Tarea —
Escribe la continuación del texto sobre la autoficción, empezando justo después de su última oración.

Texto seleccionado —
--- --- ---

La autoficción como norma

Escribir con regularidad sobre novelas, como hacemos en A cuatro manos, permite identificar algunos rasgos que permiten agrupar un conjunto de obras bajo un mismo paraguas conceptual. Uno de los más llamativos es la proliferación de narraciones en las que la voz que cuenta, el personaje principal, o ambos a la vez, es un escritor.

Este patrón parece apuntar a un cambio en los modos de narrar y de leer en la narrativa actual, y la frecuencia con la que aparece lo convierte en un signo característico de la novela contempóranea.

En El placer del texto, Roland Barthes distingue entre “texto legible” y “texto escribible”. No se trata de una oposición sobre la escritura en sí, sino sobre dos modos distintos de lectura. El texto legible genera un lector pasivo, que disfruta la obra sin cuestionar su contenido ni los mecanismos de su construcción. En cambio, el texto escribible demanda un lector activo, que reescribe el texto mientras lo lee y se interroga, a un tiempo, sobre los eventos narrados y sobre la arquitectura literaria que los sostiene.

La proliferación de novelas protagonizadas por escritores es un síntoma de esta búsqueda del lector activo. El concepto de autoficción, ese género híbrido que mezcla sin previo aviso lo autobiográfico y lo imaginado, explica una parte sustancial del fenómeno. En Huaco retrato, de Gabriela Wiener, la exploración personal de la narradora sobre su herencia colonial y su identidad no solo interesa al lector, sino que lo involucra hasta el punto de sacudir certezas cotidianas.

Una operación similar realiza Maryse Condé en Victoire, la madre de mi madre. Allí la escritora no solo narra la vida de su abuela, sino que incluye en el relato las huellas de su propio proceso de investigación, exponiendo las herramientas documentales que le son útiles para la reconstrucción histórica y familiar.

Sin embargo, la presencia de un personaje escritor no siempre equivale a autoficción. Paul Auster fue un maestro en la creación de una ambigüedad deliberada. En sus novelas, el narrador suele ser un escritor que compone su relato en paralelo al desarrollo de la trama. Auster eludía la asociación biográfica directa con un argumento sutil: afirmaba que su verdadero interés no era contar su vida, sino utilizar la experiencia que mejor conocía, su propia vida, para explorar la sensación universal de estar vivo. Así, el lector no ingresa a la biografía de Paul Auster, sino que, a través de ella, termina reconociendo fragmentos de su propia existencia.

--- --- ---

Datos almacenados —
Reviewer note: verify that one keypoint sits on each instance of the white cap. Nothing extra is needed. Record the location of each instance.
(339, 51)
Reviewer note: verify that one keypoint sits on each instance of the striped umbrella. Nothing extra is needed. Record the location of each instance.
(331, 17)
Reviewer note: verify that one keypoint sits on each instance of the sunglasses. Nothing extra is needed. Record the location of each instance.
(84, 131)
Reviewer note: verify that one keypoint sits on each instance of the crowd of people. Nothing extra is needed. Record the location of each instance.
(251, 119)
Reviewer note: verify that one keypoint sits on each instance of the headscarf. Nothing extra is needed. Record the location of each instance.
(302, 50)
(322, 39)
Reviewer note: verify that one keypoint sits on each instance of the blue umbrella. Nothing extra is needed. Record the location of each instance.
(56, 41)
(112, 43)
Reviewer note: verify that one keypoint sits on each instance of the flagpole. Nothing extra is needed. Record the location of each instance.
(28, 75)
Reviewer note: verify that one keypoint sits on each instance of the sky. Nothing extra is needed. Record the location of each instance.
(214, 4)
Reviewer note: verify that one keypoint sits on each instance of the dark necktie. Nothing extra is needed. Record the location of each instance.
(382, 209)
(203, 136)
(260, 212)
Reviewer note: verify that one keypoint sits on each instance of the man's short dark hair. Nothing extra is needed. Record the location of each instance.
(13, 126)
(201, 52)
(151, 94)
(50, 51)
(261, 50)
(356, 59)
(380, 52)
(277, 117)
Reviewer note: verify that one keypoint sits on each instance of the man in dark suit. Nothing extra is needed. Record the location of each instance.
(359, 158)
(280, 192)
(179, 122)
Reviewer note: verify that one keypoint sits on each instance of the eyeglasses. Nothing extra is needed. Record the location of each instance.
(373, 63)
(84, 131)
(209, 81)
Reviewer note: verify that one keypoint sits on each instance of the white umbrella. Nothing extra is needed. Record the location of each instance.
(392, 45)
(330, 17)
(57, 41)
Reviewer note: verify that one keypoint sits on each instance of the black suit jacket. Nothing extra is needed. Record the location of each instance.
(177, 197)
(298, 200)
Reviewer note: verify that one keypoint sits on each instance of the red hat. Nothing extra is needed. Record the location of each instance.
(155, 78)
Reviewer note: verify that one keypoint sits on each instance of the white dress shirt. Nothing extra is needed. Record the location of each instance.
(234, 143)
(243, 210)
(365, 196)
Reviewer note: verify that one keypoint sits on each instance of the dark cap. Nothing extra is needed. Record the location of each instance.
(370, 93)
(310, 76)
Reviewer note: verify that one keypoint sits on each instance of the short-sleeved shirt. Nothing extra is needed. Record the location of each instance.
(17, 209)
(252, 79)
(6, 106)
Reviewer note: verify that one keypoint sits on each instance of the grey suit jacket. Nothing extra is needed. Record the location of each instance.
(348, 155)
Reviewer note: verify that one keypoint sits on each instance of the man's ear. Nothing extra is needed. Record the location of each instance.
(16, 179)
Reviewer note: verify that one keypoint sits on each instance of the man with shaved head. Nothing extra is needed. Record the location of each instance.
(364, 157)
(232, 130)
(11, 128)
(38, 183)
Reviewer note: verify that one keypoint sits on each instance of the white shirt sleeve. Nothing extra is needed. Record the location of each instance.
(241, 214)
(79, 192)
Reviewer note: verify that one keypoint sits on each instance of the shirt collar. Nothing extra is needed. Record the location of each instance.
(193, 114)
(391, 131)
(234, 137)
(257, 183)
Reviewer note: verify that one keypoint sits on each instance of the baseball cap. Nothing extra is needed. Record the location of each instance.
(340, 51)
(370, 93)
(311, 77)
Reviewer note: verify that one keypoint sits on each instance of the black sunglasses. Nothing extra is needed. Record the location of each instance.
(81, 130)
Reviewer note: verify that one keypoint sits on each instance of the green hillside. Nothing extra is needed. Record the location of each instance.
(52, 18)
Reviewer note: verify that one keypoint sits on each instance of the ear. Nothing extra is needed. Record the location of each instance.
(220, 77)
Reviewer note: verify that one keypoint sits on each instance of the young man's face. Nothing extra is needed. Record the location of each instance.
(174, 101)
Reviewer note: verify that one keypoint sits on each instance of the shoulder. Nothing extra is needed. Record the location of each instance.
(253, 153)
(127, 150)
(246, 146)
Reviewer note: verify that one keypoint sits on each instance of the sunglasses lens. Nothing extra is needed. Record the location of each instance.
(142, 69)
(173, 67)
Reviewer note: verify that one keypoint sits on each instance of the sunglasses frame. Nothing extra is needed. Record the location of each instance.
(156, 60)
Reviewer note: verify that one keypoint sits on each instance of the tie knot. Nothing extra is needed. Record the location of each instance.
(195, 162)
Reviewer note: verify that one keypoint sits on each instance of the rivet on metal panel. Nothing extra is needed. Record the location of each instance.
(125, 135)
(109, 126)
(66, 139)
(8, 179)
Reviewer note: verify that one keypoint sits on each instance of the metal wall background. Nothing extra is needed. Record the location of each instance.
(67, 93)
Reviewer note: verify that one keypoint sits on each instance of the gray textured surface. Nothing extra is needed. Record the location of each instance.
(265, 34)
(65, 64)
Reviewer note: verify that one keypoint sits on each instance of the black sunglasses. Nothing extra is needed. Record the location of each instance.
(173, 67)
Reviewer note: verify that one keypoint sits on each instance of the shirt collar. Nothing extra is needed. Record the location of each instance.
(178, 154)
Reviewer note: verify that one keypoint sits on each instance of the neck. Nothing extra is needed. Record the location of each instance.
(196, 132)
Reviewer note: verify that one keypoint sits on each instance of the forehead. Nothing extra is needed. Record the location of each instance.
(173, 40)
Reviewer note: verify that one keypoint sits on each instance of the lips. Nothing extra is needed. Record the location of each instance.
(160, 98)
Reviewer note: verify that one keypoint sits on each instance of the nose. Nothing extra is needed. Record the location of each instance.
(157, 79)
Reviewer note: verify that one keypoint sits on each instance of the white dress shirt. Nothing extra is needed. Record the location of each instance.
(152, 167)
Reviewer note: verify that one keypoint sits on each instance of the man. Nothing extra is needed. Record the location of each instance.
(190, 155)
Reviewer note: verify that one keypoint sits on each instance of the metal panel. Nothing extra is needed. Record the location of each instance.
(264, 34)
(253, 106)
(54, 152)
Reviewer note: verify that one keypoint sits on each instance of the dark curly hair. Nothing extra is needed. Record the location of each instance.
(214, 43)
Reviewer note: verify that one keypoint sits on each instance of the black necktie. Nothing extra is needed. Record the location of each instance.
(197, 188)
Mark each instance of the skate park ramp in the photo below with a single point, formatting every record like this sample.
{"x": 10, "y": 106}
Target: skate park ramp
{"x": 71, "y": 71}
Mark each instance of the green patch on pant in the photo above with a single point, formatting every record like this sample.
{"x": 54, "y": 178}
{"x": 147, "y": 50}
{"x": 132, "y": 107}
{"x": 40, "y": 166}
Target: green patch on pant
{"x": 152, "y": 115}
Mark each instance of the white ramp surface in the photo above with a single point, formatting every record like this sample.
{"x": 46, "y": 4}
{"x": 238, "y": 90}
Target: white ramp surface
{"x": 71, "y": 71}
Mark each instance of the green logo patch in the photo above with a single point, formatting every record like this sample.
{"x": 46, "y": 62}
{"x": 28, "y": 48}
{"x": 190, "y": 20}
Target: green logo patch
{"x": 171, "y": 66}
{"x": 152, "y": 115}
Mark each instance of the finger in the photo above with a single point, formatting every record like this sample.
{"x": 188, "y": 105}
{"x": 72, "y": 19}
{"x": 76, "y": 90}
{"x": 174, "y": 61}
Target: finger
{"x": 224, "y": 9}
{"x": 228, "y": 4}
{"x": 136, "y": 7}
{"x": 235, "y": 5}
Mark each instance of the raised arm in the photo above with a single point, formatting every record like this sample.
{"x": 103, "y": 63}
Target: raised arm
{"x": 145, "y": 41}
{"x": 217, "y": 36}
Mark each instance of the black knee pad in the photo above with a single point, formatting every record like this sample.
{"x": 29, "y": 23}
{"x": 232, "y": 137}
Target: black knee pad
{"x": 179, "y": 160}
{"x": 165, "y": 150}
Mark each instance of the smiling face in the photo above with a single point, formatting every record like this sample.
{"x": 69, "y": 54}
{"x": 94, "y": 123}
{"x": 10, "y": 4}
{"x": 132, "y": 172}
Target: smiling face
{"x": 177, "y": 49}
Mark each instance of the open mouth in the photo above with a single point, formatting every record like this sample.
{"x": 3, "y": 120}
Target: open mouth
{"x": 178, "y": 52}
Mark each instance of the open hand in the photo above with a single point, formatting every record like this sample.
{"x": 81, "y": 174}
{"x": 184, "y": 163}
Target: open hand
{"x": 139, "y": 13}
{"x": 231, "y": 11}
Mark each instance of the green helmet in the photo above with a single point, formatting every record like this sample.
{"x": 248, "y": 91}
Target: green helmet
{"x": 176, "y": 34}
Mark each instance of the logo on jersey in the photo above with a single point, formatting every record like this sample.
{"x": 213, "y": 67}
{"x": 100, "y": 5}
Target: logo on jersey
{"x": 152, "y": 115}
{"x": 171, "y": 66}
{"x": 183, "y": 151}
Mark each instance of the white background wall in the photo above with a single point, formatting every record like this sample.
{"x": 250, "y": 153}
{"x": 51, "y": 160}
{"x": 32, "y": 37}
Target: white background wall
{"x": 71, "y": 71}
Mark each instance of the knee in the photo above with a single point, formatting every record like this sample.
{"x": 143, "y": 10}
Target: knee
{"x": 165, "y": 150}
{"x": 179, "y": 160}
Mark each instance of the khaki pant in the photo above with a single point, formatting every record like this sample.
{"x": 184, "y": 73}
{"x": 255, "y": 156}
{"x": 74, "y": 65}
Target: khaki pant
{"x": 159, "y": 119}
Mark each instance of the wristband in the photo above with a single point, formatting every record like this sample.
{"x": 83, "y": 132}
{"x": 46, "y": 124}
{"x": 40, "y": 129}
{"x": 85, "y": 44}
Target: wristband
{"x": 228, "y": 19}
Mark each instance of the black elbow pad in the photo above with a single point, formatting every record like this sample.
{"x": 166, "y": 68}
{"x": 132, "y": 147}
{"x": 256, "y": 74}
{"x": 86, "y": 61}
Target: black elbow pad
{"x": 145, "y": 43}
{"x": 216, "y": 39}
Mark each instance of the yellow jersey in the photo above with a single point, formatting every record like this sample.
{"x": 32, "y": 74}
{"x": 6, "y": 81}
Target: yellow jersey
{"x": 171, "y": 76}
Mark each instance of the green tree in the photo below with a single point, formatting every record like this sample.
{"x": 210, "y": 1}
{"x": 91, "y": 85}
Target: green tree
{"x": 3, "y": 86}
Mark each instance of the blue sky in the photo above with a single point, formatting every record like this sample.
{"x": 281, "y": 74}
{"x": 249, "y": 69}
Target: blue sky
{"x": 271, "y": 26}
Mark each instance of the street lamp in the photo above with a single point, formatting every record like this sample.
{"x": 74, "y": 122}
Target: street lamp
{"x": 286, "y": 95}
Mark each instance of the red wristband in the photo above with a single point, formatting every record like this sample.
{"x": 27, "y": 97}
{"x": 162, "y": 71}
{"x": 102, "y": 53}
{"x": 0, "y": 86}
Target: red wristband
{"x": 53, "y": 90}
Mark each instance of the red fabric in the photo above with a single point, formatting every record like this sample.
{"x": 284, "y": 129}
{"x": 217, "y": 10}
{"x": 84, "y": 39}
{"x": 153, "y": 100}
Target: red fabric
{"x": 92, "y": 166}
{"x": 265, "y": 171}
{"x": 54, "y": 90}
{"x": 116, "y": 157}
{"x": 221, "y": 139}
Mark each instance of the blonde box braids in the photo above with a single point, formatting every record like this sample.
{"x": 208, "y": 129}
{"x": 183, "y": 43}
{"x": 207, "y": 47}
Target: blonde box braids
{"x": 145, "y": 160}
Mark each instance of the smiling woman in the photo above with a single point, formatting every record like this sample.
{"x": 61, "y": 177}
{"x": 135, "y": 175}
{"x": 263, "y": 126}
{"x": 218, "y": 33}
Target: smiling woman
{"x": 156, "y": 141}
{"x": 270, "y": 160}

--- --- ---

Respuesta del ejercicio —
Esta estrategia del narrador-escritor aparece en un número significativo de las obras reseñadas en A cuatro manos. En El mapeador de ausencias, de Mia Couto, el protagonista es un escritor que reconstruye una memoria colectiva a partir de fragmentos de información heredados, convirtiendo la escritura en un acto de reparación histórica.

Por su parte, Guillermo Martínez, en La última vez, elige como protagonista a un joven y brillante crítico literario, cuya contraparte es un escritor moribundo que espera de ese lector excepcional que descubra en su obra lo que nadie más ha logrado ver.

En Perdidos, de Sergio Bizzio, la figura del escritor se distorsiona: el narrador escribe una extensa carta a un monarca lejano cuya existencia misma se difumina, dejando al lector en la incertidumbre sobre el destinatario real del relato y, por extensión, sobre el propósito último de la escritura.

No obstante, la recurrencia de tal estrategia conlleva un riesgo inherente. La figura del personaje-escritor termina por sorprender, y no siempre positivamente, por su proliferación, más allá de la calidad de la novela en cuestión.

No hay dudas de que estamos frente a un cambio de rol del novelista, quien ya no parece contemplar la necesidad de ocultarse bajo el artificio de aquella tercera persona que creaba la ilusión de una objetividad a todas luces falsa.

 El problema podría estar en que el pacto de complicidad que invita a una lectura activa y metaficcional puede volverse previsible. La promesa inicial de un “texto escribible”, que ofrecía la emoción de descifrar capas de significado y de colaborar en la construcción del sentido, se desgasta si el mecanismo se repite de una novela a otra. El lector, entonces, pasa de ser un cómplice entusiasta a un espectador que reconoce una fórmula, una estrategia retórica que ya no sorprende.